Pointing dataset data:
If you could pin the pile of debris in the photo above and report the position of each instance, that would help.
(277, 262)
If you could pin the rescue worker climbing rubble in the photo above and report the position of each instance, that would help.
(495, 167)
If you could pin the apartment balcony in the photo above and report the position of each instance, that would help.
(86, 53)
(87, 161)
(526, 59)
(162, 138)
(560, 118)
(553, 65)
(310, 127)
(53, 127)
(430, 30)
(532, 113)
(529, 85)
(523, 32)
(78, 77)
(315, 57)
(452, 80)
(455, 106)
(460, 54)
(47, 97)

EXERCISE BRIEF:
Turn the lines of the data above into a JSON list of strings, one string per line, leaving out any blank lines.

OUTPUT BELOW:
[
  "If you could pin the pile of debris in the photo above and report the position of each instance, that would help.",
  "(277, 262)",
  "If you could pin the rescue worker climbing rubble in the photo above and report the position of each instance, that would help.",
  "(495, 167)",
  "If you could pin the apartment balcony in the photo above and report the position of each instance, that would help.",
  "(86, 53)",
  "(87, 161)",
  "(526, 59)",
  "(162, 138)",
  "(560, 118)",
  "(553, 65)",
  "(310, 127)",
  "(53, 127)",
  "(430, 30)",
  "(532, 113)",
  "(529, 85)",
  "(523, 32)",
  "(78, 77)",
  "(315, 57)",
  "(452, 80)",
  "(455, 106)",
  "(460, 54)",
  "(47, 97)"
]